■ REQUEST:
Write out the data below exactly as it appears, leaving out the pictures.

begin

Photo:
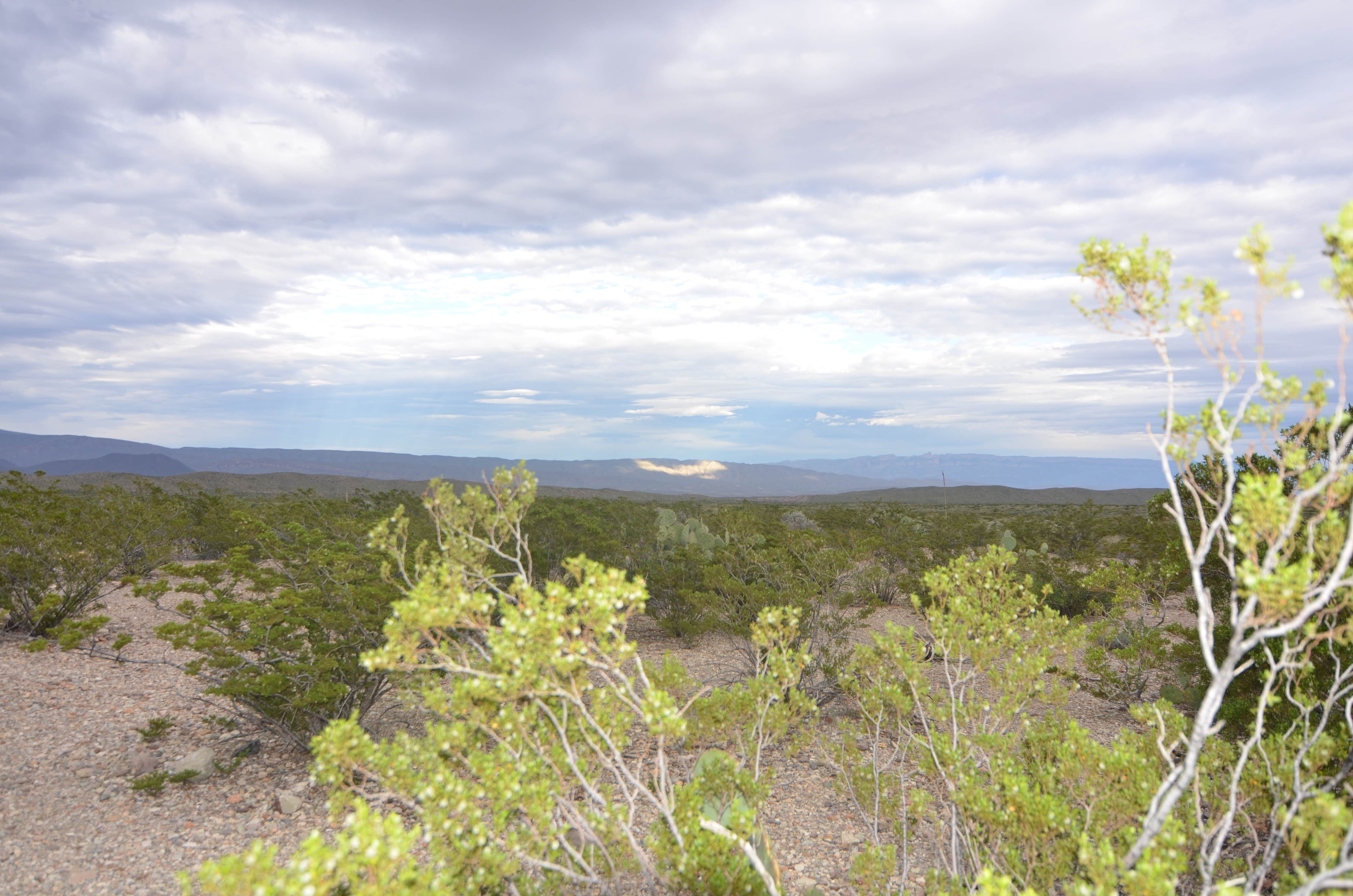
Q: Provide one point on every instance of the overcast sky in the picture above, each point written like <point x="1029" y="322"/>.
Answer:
<point x="743" y="231"/>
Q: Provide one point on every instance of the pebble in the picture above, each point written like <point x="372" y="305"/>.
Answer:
<point x="202" y="761"/>
<point x="139" y="761"/>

end

■ PROBLEM SOLUTION:
Photo:
Q: Provide one point on every instance of the overcast sky in the picture above, each point written like <point x="1029" y="322"/>.
Answer:
<point x="743" y="231"/>
Q: Provide one point on every instance of the pebble in the picture above, each point written like <point x="372" y="305"/>.
Answer:
<point x="202" y="761"/>
<point x="139" y="761"/>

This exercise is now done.